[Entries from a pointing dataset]
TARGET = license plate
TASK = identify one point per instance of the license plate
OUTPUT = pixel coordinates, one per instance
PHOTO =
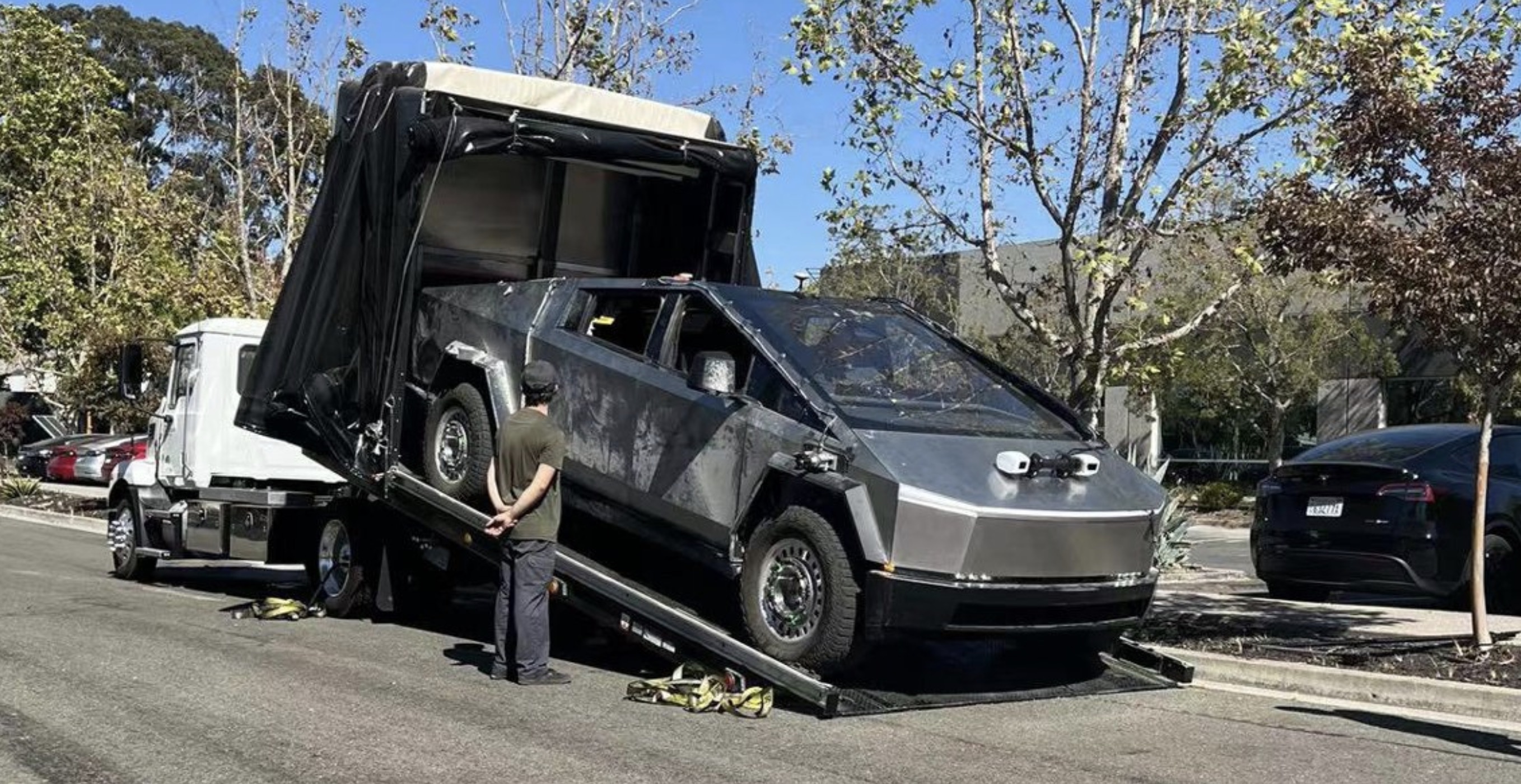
(1324, 507)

AIM >>
Output an exact copy of the material, with the pictures removed.

RESULT FOR THIS TASK >>
TARGET = license plate
TASK = identify one point per instance of the license plate
OUTPUT = pixel coordinates, one per instance
PHOTO =
(1324, 507)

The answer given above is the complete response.